• _Document text_
##############################

1. The Stocking Tree
I grew up in a house without a fireplace. It wasn’t a problem—we just left the back door unlocked for Santa. But, without a chimney by which to hang our stockings with care, we had to improvise. Since we didn’t have a mantle, we had a stocking tree.
It’s just a fence post, painted green, on a platform of wood, with a dozen bent nails sticking out of it, but it has been in my family longer than I have, and I love it. Seeing the stocking tree always make me feel like Christmas is really here.
2. Catching the Mistletoe
Mistletoe, that naughty little holiday plant, grows in the trees in my parents’ front yard. Much like the existence of the stocking tree, this was something I took for granted when I was a kid. Some years it grows in abundance, and some years it’s more scarce, but never a Christmas goes by that we don’t have at least a little mistletoe to cut down and hang over doorways in the house. *
Mistletoe itself may not be an unusual holiday tradition, but the way we collect it is. My dad stands in the front yard and cuts the bunch of mistletoe down with his saw-on-a-long-pole-tool (I am thirty-seven years old and I still don’t know what that thing is called) while I stand beneath the cluster of leaves and berries and “catch it” as it falls.

##############################

• _Challenge A_
Update the records below so that every occurrence of "sheep" becomes "goat", leaving everything else in the records unchanged.

• _Records for the exercise_
##############################

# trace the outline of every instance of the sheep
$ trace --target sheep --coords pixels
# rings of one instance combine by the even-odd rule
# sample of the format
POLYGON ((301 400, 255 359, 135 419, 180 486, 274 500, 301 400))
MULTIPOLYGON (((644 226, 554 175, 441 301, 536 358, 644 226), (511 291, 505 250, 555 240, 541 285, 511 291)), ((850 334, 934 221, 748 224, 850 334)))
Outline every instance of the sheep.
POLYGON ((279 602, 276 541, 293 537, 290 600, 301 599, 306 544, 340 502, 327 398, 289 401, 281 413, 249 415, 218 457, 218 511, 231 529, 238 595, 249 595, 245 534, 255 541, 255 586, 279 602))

##############################

• _Challenge B_
According to the text about Christmas traditions, what is the stocking tree made from?

• _Full response A_
# trace the outline of every instance of the goat
$ trace --target goat --coords pixels
# rings of one instance combine by the even-odd rule
# sample of the format
POLYGON ((301 400, 255 359, 135 419, 180 486, 274 500, 301 400))
MULTIPOLYGON (((644 226, 554 175, 441 301, 536 358, 644 226), (511 291, 505 250, 555 240, 541 285, 511 291)), ((850 334, 934 221, 748 224, 850 334)))
Outline every instance of the goat.
POLYGON ((279 602, 276 541, 293 537, 290 600, 301 599, 306 544, 340 502, 327 398, 289 401, 281 413, 249 415, 218 457, 218 511, 231 529, 238 595, 249 595, 245 534, 255 541, 255 586, 279 602))

• _Full response B_
It is a fence post painted green, set on a wooden platform, with a dozen bent nails sticking out of it.